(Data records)
= = =

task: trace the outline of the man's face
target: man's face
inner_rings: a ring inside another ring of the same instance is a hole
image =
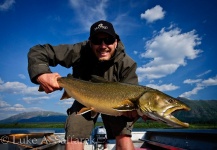
[[[90,46],[99,61],[106,61],[114,55],[117,39],[106,33],[98,33],[91,39]]]

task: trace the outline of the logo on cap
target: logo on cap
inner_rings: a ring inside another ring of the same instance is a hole
[[[108,26],[103,26],[102,23],[98,24],[98,26],[96,28],[94,28],[94,30],[98,30],[98,29],[108,29]]]

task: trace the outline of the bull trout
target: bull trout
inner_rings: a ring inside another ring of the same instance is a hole
[[[94,76],[95,82],[73,77],[57,79],[60,87],[65,89],[61,99],[74,98],[84,106],[78,114],[92,111],[112,116],[120,116],[125,111],[137,110],[140,116],[146,115],[153,120],[172,127],[188,127],[171,113],[176,110],[190,110],[183,102],[156,89],[146,86],[108,82]]]

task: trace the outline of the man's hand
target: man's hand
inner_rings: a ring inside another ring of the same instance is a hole
[[[44,73],[38,76],[37,82],[44,89],[45,93],[51,93],[62,89],[57,82],[59,77],[61,76],[58,73]]]

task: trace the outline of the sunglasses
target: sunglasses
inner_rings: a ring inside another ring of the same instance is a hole
[[[106,37],[106,38],[97,38],[97,37],[93,37],[91,39],[91,42],[94,45],[101,45],[102,41],[106,44],[106,45],[110,45],[113,44],[115,42],[115,38],[114,37]]]

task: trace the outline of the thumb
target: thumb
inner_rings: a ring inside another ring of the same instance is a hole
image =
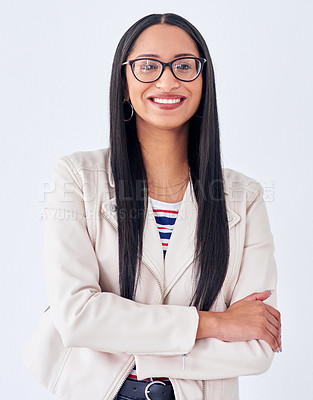
[[[263,300],[266,300],[267,298],[269,298],[271,294],[272,294],[272,292],[270,290],[265,290],[264,292],[252,293],[242,300],[245,300],[245,301],[261,300],[261,301],[263,301]]]

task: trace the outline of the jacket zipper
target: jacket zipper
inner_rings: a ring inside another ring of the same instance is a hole
[[[111,226],[116,232],[118,232],[117,226],[116,226],[115,224],[113,224],[113,222],[108,218],[108,216],[106,215],[106,212],[103,211],[103,210],[101,210],[101,214],[102,214],[102,216],[104,217],[104,219],[110,224],[110,226]],[[151,274],[152,274],[153,276],[155,276],[154,273],[153,273],[153,271],[152,271],[152,269],[151,269],[151,267],[149,266],[149,264],[147,264],[146,261],[142,260],[142,264],[144,264],[144,265],[148,268],[148,270],[151,272]],[[164,266],[164,268],[165,268],[165,260],[164,260],[164,258],[163,258],[163,266]],[[164,301],[164,291],[163,291],[163,287],[162,287],[161,282],[160,282],[157,278],[156,278],[156,281],[157,281],[157,283],[158,283],[158,286],[159,286],[159,289],[160,289],[160,292],[161,292],[161,299],[162,299],[162,304],[163,304],[163,301]],[[185,369],[185,359],[186,359],[186,357],[188,356],[188,354],[189,354],[189,353],[181,354],[181,357],[182,357],[182,360],[183,360],[183,370]],[[133,362],[132,368],[133,368],[134,364],[135,364],[135,362]],[[130,370],[128,371],[127,375],[125,374],[125,376],[123,376],[123,381],[120,383],[119,389],[118,389],[117,392],[115,393],[114,397],[115,397],[116,394],[119,392],[120,388],[121,388],[122,385],[123,385],[124,380],[127,378],[127,376],[129,375],[129,373],[131,372],[131,370],[132,370],[132,369],[130,369]],[[169,378],[169,379],[170,379],[170,378]],[[172,382],[172,385],[175,386],[175,383],[174,383],[171,379],[170,379],[170,381]],[[202,382],[203,382],[203,388],[202,388],[202,391],[203,391],[203,400],[205,400],[205,384],[204,384],[204,381],[202,381]],[[173,384],[173,383],[174,383],[174,384]],[[176,390],[176,392],[177,392],[177,390]]]

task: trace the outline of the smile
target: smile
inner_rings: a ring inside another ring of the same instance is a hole
[[[163,103],[163,104],[174,104],[174,103],[180,103],[182,99],[158,99],[158,98],[152,98],[152,101],[155,103]]]

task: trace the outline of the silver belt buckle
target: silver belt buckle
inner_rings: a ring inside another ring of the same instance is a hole
[[[150,397],[149,397],[149,393],[150,393],[149,388],[150,388],[152,385],[154,385],[155,383],[161,383],[161,385],[166,386],[166,383],[164,383],[164,382],[162,382],[162,381],[152,381],[152,382],[150,382],[150,383],[146,386],[146,388],[145,388],[145,397],[146,397],[147,400],[152,400],[152,399],[150,399]]]

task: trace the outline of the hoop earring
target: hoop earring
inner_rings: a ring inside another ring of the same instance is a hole
[[[128,119],[124,118],[124,122],[130,121],[133,118],[133,115],[134,115],[134,107],[133,107],[133,105],[132,105],[132,103],[130,101],[127,101],[126,99],[124,99],[123,100],[123,108],[125,109],[124,104],[126,104],[126,103],[129,104],[129,106],[131,108],[131,113],[130,113],[130,117]],[[124,116],[125,116],[125,112],[124,112]]]

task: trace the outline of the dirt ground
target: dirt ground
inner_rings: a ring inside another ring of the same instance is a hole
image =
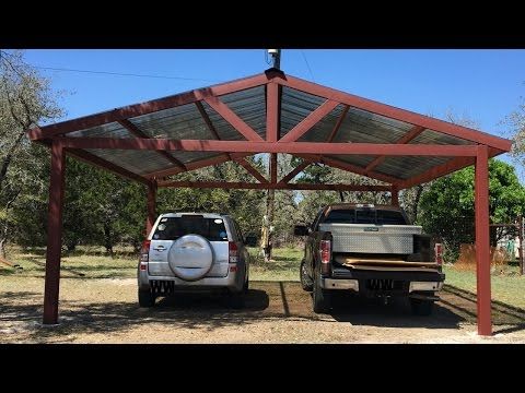
[[[525,343],[524,310],[494,303],[494,335],[480,337],[475,298],[450,286],[433,315],[413,317],[402,301],[350,296],[337,297],[330,314],[314,314],[296,282],[252,282],[243,310],[219,295],[140,309],[133,278],[62,278],[58,326],[40,323],[43,290],[42,278],[3,282],[0,343]]]

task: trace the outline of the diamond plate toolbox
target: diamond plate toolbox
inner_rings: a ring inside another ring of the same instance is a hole
[[[416,225],[320,224],[319,230],[334,237],[334,252],[410,254],[413,235],[421,235]]]

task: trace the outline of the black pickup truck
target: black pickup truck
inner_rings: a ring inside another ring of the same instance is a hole
[[[314,311],[330,309],[334,290],[351,290],[408,297],[413,313],[430,314],[445,275],[421,233],[401,209],[372,204],[328,205],[310,227],[295,226],[296,236],[307,236],[300,275]]]

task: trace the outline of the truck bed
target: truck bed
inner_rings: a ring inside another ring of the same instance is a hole
[[[413,252],[417,225],[320,224],[319,230],[332,236],[332,252],[406,255]]]

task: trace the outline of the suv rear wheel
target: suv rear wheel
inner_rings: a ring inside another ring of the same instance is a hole
[[[330,294],[320,287],[320,277],[317,276],[314,282],[314,290],[312,294],[314,312],[327,313],[330,310]]]
[[[155,305],[155,295],[151,290],[139,289],[139,306],[153,307]]]
[[[304,263],[304,260],[301,261],[299,275],[301,277],[302,288],[306,291],[312,291],[312,289],[314,288],[314,283],[312,282],[312,278],[308,276],[308,273],[306,272],[306,264]]]

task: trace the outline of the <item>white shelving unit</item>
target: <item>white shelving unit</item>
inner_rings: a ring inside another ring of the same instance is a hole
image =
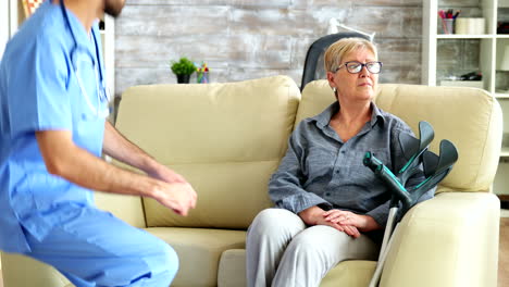
[[[445,35],[438,10],[461,10],[461,16],[483,17],[485,33],[479,35]],[[482,87],[499,101],[504,114],[504,135],[509,135],[509,72],[499,71],[509,34],[497,34],[497,23],[509,20],[509,0],[425,0],[423,1],[422,84],[440,85],[448,76],[461,76],[468,70],[481,72]],[[448,46],[460,47],[456,58],[449,57]],[[469,64],[464,64],[467,58]],[[509,57],[509,55],[506,55]],[[472,59],[474,58],[474,59]],[[479,58],[479,59],[475,59]],[[461,83],[458,83],[461,84]],[[509,140],[509,136],[504,137]],[[496,194],[509,195],[509,142],[504,142],[495,178]]]

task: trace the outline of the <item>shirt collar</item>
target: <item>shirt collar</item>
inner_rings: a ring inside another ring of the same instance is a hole
[[[380,120],[380,124],[383,125],[385,123],[385,117],[382,114],[381,110],[378,109],[378,107],[376,107],[376,104],[374,102],[371,102],[370,105],[371,105],[372,111],[373,111],[373,113],[371,114],[371,126],[373,127],[376,123],[378,123],[378,120]],[[338,110],[339,110],[339,102],[335,101],[331,105],[328,105],[323,112],[321,112],[320,114],[311,117],[311,120],[315,121],[316,125],[320,128],[323,128],[326,125],[328,125],[328,122],[331,122],[331,117]]]

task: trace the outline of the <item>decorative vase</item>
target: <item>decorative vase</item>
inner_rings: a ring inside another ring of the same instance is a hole
[[[178,83],[178,84],[189,84],[190,75],[182,75],[182,74],[178,74],[178,75],[176,75],[176,76],[177,76],[177,83]]]

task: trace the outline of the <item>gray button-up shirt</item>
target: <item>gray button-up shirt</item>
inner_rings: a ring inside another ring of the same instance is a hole
[[[385,226],[390,191],[362,164],[362,159],[371,151],[393,172],[399,171],[407,162],[399,134],[413,136],[413,133],[397,116],[374,103],[371,107],[371,121],[347,142],[328,125],[339,109],[338,102],[297,126],[289,138],[286,155],[269,183],[269,195],[276,207],[295,213],[313,205],[324,210],[349,210],[370,215]],[[407,187],[423,179],[423,173],[419,173],[407,182]],[[433,195],[434,189],[424,194],[420,201]]]

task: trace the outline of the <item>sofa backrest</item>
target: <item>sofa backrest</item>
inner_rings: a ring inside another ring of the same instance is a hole
[[[296,125],[335,101],[326,80],[308,84],[297,112]],[[501,148],[502,117],[497,100],[482,89],[378,85],[374,99],[384,111],[404,120],[419,135],[419,122],[435,129],[430,149],[438,154],[439,141],[452,141],[459,153],[452,172],[440,183],[440,191],[488,191]]]
[[[184,175],[198,194],[186,217],[144,199],[147,227],[247,228],[272,205],[269,178],[286,151],[299,100],[286,76],[127,89],[119,130]]]

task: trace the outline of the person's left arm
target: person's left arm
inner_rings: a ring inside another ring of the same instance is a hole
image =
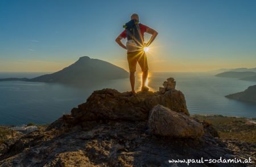
[[[153,29],[150,27],[147,27],[146,32],[152,35],[148,42],[146,44],[146,46],[148,46],[149,45],[150,45],[150,44],[151,44],[151,43],[155,40],[155,37],[158,36],[158,32],[157,32],[155,29]]]

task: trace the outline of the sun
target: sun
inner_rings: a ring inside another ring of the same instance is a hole
[[[144,52],[147,52],[149,51],[149,48],[148,48],[148,47],[144,47],[144,48],[143,48],[143,50],[144,50]]]

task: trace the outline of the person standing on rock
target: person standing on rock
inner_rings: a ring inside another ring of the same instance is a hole
[[[147,57],[145,53],[146,49],[153,42],[158,33],[154,29],[139,23],[139,16],[133,14],[131,15],[131,20],[123,25],[125,29],[117,37],[115,41],[125,49],[127,49],[127,58],[130,70],[130,82],[131,86],[131,93],[136,95],[134,89],[135,72],[137,62],[139,63],[142,74],[142,91],[147,91],[149,88],[146,86],[147,78],[148,67]],[[151,37],[146,44],[144,42],[144,33],[147,32],[151,35]],[[122,38],[127,38],[126,46],[122,43]]]

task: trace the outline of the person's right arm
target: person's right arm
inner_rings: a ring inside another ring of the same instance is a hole
[[[122,38],[123,37],[121,35],[119,35],[115,39],[115,42],[117,42],[117,43],[119,45],[119,46],[121,46],[125,49],[127,49],[126,46],[125,46],[125,45],[123,45],[123,43],[122,43],[121,40]]]

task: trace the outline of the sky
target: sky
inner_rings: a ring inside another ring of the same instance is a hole
[[[255,8],[254,0],[0,0],[0,72],[56,71],[85,55],[128,70],[115,39],[133,13],[159,33],[150,71],[255,67]]]

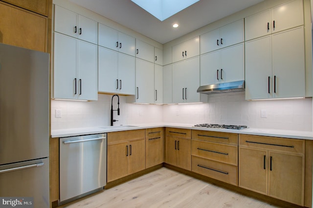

= = =

Show each line from the rows above that contains the word "white".

task: trace the outline of the <item>white shelving unit</item>
target: <item>white shelving unit</item>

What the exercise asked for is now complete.